## What is required
In the news jokes, how long were the 13 people stuck in the New York subway elevator before police rescued them?

## Document text

== == ==

-Let's get to the news.
While answering questions about
Supreme Court nominee Brett Kavanaugh's drinking habits,
President Trump today praised himself
for not drinking alcohol, adding,
"Can you imagine if I had? What a mess I'd be."
[ Laughter ]
I mean, yeah.
You'd be in and out of relationships,
you'd miss work all the time,
you'd slur your words,
and are you sure you don't drink?
[ Laughter ]
A college classmate of Supreme Court nominee Brett Kavanaugh
has said that he often saw Kavanaugh
"staggering from alcohol consumption."
That's nothing.
I saw him screaming and crying at a job interview
while totally sober.
[ Cheers and applause ]
At a campaign rally this weekend,
President Trump said he "fell in love with"
North Korean leader Kim Jong-un.
[ Laughter ]
Well, that makes sense. He is 27.
[ Laughter and applause ]
13 people in New York today were stuck in a subway elevator
for one hour before police were able to rescue them.
But on the bright side, they still didn't miss their train.
[ Laughter ]
A company called Posh Pushers
has begun selling fashionable hospital gowns for women
to wear while giving birth for a more stylish experience.
Or for a truly stylish experience, never have kids.

== == ==

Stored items
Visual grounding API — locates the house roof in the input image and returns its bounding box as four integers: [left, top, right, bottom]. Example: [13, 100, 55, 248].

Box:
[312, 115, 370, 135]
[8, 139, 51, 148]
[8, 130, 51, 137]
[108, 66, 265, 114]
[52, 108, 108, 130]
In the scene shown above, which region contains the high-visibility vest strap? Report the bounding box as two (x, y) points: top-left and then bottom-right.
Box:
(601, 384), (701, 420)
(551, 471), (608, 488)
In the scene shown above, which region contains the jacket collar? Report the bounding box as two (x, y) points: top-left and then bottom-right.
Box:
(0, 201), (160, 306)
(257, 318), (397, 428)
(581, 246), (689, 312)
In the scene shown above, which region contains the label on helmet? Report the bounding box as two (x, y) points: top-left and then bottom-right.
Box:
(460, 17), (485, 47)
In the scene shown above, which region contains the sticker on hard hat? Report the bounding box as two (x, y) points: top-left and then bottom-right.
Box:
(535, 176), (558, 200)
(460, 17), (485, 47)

== == ==

## The completed task
One hour.